→ WHAT IS ASKED:
In the data below, find each line that contains the string "where" and copy those lines. Matching is case-sensitive.

Object detection data:
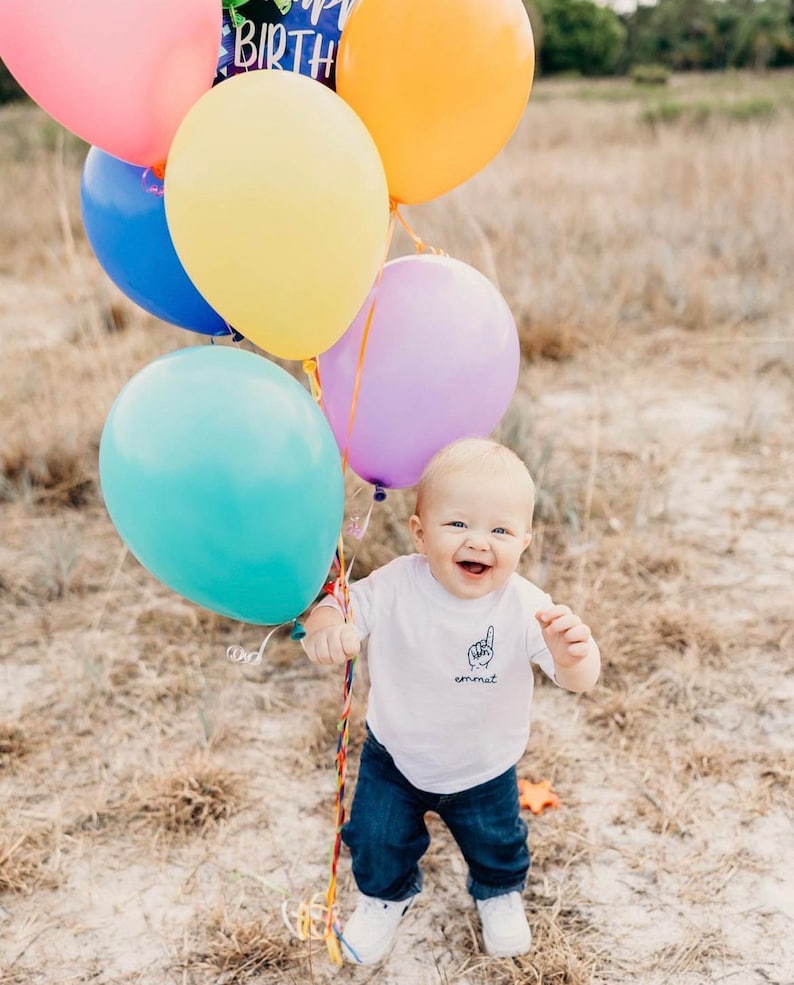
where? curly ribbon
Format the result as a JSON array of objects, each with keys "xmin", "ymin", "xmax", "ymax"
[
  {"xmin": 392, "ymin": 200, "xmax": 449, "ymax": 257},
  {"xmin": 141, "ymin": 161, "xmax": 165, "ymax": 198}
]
...
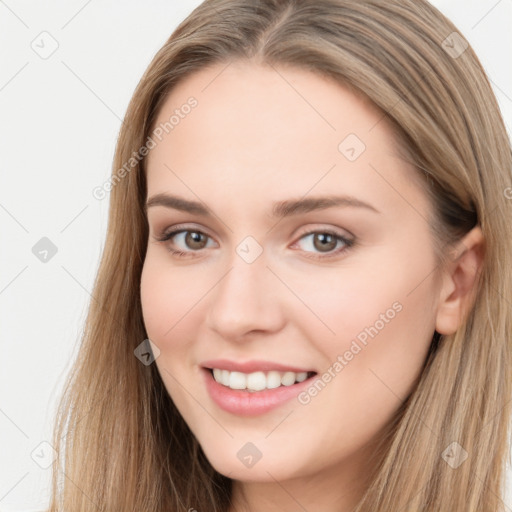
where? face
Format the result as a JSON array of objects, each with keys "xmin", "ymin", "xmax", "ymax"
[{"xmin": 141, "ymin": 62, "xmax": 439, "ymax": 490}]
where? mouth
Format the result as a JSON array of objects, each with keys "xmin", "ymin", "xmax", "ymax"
---
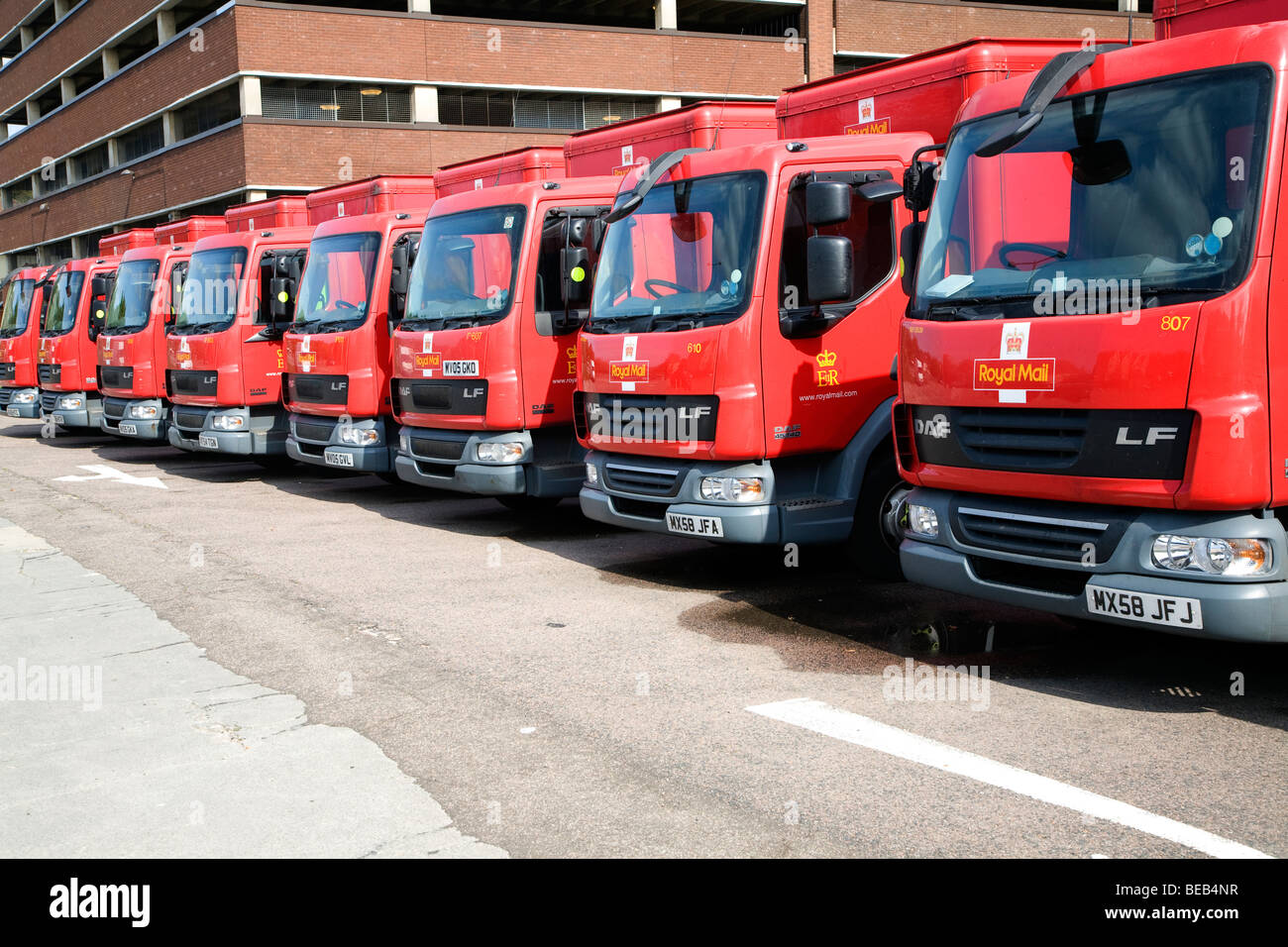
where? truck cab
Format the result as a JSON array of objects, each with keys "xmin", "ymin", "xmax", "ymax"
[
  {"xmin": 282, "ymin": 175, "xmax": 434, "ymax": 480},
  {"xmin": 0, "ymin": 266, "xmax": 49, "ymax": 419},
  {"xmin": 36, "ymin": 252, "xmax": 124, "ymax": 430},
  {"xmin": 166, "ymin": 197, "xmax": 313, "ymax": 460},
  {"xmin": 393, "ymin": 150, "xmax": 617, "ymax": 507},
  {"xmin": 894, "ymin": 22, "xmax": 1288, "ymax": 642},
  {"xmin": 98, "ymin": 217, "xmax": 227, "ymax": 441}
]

→ ANSWER:
where? curly ribbon
where? face
where? mouth
where? truck cab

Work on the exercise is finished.